Excerpt:

+++

How to Identify and Control Sap Beetles (Picnic Bugs)

Sap beetles, also commonly called picnic beetles or picnic bug, are sometimes bothersome in gardens come late summer. They feed on overripe, damaged, and decomposing fruits and vegetables. There are nearly 200 species of sap beetles.

Adult sap beetles are between 1/8 and 1/4 inch long, black or dark colored and oval in shape. They have short wing covers and some varieties have small red or yellow spots on their wing covers. The antennae of sap beetles are knobbed at the ends.

Eggs of this beetle are small and milky white but are not generally noticed because they are laid within plant matter. The larvae are small , less than 1/10th of an inch, they are white , but some turn a pale yellow as they mature. The larvae a light brown head.

They overwinter as adults and reemerge in spring and lay eggs.

+++

Provided information:
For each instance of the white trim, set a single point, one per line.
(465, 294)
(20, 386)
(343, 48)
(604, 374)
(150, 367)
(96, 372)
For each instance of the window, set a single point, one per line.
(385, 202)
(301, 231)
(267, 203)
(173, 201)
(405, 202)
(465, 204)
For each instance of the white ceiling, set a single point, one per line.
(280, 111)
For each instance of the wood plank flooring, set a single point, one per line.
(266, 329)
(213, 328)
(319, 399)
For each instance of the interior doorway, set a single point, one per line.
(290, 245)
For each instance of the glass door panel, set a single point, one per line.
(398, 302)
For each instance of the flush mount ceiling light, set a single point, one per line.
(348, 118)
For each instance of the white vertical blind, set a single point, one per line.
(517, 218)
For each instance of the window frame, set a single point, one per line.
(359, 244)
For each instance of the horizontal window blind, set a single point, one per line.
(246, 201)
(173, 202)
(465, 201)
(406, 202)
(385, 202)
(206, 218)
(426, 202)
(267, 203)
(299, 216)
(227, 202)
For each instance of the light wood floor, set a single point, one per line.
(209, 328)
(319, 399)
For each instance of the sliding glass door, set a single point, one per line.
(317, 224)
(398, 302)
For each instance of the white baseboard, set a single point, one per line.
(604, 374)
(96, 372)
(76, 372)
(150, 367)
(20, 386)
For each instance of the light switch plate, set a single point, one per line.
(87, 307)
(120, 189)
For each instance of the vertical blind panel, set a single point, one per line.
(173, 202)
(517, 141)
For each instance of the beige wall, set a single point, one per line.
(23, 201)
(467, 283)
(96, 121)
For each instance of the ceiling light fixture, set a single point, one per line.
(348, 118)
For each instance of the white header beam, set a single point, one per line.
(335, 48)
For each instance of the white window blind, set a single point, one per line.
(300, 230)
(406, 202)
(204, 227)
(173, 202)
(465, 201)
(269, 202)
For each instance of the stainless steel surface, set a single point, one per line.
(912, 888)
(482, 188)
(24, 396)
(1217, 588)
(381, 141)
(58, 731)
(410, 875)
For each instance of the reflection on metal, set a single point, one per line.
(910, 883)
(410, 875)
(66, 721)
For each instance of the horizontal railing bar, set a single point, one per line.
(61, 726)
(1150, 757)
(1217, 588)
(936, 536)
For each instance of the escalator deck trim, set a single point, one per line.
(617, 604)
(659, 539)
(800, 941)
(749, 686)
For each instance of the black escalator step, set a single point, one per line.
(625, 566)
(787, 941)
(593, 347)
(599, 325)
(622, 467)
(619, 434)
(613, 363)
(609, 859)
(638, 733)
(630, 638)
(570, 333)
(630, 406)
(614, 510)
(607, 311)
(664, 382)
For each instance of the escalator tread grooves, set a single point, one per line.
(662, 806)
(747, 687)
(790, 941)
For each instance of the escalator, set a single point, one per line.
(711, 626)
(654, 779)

+++

Questions on the material:
A: In the sap beetle article, turn the paragraph that begins "Adult sap beetles are" into a short list of its main facts.
B: Copy everything in the sap beetle article from "How to Identify" down to "light brown head.".

Solution set:
A:
- Size: 1/8 to 1/4 inch long
- Color: black or dark
- Shape: oval
- Wing covers: short, with small red or yellow spots on some varieties
- Antennae: knobbed at the ends

B:
How to Identify and Control Sap Beetles (Picnic Bugs)

Sap beetles, also commonly called picnic beetles or picnic bug, are sometimes bothersome in gardens come late summer. They feed on overripe, damaged, and decomposing fruits and vegetables. There are nearly 200 species of sap beetles.

Adult sap beetles are between 1/8 and 1/4 inch long, black or dark colored and oval in shape. They have short wing covers and some varieties have small red or yellow spots on their wing covers. The antennae of sap beetles are knobbed at the ends.

Eggs of this beetle are small and milky white but are not generally noticed because they are laid within plant matter. The larvae are small , less than 1/10th of an inch, they are white , but some turn a pale yellow as they mature. The larvae a light brown head.